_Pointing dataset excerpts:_
====

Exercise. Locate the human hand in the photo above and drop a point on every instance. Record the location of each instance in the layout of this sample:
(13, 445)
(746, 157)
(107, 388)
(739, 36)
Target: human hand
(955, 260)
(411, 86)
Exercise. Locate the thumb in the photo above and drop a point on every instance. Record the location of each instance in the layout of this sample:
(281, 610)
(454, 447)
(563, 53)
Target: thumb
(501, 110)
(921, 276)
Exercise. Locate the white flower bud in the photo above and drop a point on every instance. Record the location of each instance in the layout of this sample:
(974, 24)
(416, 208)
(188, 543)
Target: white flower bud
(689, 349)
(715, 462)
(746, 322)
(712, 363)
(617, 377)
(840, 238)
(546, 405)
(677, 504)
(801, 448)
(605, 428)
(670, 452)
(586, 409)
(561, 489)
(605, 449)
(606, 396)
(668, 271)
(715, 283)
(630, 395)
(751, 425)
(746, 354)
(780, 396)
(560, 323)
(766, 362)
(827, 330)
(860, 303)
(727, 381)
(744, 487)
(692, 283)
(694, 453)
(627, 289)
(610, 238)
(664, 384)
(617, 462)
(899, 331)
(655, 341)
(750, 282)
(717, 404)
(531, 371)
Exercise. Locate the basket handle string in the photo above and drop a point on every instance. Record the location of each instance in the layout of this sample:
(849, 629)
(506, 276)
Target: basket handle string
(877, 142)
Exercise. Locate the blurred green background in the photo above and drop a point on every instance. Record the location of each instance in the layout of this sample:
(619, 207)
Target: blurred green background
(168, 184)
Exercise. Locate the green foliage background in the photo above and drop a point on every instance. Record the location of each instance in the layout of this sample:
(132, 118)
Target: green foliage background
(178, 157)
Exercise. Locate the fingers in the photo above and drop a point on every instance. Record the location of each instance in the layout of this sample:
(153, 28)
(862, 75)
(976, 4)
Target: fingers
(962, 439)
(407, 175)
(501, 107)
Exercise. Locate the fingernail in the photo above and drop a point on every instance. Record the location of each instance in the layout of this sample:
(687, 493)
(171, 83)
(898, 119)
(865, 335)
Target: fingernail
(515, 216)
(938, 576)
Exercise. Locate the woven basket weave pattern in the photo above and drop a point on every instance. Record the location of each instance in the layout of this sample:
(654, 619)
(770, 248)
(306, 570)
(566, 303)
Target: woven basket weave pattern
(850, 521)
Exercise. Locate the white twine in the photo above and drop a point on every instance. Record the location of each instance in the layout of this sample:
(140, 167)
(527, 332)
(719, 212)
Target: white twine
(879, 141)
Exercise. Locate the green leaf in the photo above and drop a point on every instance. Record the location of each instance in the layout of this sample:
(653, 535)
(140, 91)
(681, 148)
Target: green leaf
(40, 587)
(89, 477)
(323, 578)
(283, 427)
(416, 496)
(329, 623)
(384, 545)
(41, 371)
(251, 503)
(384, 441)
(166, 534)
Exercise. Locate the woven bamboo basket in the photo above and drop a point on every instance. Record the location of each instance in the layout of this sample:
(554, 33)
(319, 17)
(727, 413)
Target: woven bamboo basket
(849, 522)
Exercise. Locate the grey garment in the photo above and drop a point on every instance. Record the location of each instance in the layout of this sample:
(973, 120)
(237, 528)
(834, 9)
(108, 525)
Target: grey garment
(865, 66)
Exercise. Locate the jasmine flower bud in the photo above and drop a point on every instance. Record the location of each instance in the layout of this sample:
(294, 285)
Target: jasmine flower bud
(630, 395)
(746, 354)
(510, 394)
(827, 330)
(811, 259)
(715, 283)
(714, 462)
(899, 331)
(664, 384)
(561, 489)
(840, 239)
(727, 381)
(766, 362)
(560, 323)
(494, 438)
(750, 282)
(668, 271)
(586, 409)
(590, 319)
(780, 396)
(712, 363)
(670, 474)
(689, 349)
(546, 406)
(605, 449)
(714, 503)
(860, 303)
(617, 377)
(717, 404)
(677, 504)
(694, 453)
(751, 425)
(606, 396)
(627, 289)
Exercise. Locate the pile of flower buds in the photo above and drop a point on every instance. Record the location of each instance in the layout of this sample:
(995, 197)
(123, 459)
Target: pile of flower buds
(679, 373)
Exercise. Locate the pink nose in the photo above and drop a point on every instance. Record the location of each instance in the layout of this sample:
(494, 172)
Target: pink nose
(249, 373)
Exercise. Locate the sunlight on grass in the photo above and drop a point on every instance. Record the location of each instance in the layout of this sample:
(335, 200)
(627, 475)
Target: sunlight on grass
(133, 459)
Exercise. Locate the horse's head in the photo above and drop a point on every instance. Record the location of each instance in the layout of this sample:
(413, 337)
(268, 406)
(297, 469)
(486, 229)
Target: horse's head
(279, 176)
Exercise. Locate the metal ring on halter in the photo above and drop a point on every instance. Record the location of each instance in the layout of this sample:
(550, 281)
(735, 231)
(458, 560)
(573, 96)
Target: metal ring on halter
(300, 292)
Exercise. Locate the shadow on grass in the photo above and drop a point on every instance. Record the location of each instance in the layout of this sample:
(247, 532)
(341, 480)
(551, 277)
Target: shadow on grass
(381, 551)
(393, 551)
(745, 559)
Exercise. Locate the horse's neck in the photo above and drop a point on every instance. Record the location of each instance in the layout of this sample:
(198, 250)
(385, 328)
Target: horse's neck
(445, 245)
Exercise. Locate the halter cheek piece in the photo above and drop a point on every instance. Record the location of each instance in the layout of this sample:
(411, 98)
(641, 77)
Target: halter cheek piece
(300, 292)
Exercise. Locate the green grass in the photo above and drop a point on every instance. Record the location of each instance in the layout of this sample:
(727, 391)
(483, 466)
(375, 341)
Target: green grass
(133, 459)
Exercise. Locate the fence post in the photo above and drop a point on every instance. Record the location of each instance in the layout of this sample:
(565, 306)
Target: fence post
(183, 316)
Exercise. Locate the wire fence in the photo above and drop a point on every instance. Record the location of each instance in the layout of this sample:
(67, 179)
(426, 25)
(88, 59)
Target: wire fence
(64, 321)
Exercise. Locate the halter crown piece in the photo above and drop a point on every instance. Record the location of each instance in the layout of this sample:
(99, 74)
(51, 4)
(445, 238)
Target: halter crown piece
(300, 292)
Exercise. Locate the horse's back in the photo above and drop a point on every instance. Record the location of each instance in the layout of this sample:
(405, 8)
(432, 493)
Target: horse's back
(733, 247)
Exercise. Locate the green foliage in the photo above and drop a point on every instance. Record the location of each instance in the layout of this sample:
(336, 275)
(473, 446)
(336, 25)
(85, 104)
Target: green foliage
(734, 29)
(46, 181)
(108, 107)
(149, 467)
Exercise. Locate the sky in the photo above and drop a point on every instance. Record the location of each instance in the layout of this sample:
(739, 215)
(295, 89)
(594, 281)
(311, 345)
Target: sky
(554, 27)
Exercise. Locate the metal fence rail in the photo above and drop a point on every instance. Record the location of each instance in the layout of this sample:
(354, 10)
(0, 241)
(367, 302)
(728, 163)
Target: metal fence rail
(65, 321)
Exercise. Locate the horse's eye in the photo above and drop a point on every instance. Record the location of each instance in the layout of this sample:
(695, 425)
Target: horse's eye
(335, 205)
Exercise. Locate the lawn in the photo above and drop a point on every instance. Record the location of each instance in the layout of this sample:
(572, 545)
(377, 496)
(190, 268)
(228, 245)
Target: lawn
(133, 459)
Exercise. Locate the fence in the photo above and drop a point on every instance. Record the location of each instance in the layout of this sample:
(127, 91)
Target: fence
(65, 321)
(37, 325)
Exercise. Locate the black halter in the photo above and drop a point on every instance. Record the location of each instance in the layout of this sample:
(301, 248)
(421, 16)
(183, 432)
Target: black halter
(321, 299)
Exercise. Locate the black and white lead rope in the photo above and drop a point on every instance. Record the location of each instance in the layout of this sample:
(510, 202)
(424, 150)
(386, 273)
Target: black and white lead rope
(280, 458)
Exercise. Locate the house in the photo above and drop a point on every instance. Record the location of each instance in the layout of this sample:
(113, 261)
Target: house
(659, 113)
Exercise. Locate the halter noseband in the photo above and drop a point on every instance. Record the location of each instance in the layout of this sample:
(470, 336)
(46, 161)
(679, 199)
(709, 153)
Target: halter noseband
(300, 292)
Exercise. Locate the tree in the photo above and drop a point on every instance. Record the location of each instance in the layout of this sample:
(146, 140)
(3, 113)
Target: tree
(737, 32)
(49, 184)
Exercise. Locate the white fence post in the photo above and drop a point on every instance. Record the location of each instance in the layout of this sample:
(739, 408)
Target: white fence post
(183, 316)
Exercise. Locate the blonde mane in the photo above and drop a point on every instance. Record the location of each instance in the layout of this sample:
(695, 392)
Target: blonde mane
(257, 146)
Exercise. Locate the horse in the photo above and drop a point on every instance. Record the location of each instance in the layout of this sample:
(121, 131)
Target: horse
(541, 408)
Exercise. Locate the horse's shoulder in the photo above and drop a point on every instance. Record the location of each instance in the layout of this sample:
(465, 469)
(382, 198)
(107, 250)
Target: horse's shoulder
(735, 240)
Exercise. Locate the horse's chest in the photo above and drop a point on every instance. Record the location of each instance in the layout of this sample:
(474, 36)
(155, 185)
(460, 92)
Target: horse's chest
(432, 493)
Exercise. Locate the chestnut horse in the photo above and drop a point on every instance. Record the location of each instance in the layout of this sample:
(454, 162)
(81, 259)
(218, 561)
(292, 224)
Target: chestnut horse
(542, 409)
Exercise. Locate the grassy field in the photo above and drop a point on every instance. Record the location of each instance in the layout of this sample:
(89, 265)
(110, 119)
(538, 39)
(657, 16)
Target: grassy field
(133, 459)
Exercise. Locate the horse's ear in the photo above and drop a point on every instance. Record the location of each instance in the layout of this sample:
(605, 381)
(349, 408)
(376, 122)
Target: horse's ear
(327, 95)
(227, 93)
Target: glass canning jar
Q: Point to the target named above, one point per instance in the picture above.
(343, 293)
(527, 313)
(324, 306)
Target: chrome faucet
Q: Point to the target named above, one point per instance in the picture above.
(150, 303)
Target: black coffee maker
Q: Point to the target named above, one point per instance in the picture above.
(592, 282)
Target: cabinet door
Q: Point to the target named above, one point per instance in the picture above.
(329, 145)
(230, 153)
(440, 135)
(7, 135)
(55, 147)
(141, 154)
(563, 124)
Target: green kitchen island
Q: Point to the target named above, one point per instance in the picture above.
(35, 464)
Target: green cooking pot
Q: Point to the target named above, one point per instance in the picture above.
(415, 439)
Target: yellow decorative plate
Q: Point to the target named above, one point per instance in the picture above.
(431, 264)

====

_WHAT IS BEING ASKED:_
Retype nothing except the lines from the line holding "Target: glass canning jar" through the last line of the entries, both included.

_REPLY TO THE EXERCISE:_
Target: glass canning jar
Q: Point to the target named above, one point per instance in the picture above.
(343, 293)
(527, 313)
(324, 306)
Target: chrome faucet
Q: Point to the target named above, one point per instance in the picture above.
(150, 303)
Target: black coffee maker
Q: Point to the target named above, one point per instance in the picture above.
(592, 282)
Target: cabinet door
Q: Point to the target named above, one point per instance in the picture above.
(329, 145)
(230, 153)
(440, 135)
(7, 135)
(55, 147)
(141, 154)
(563, 124)
Target: green kitchen island
Q: Point to the target named above, one point per instance in the picture above.
(35, 464)
Target: green cooking pot
Q: Point to the target named above, one point per instance in the picture above.
(415, 439)
Target: yellow decorative plate
Q: Point to the target named above, one point per instance in the picture above.
(431, 264)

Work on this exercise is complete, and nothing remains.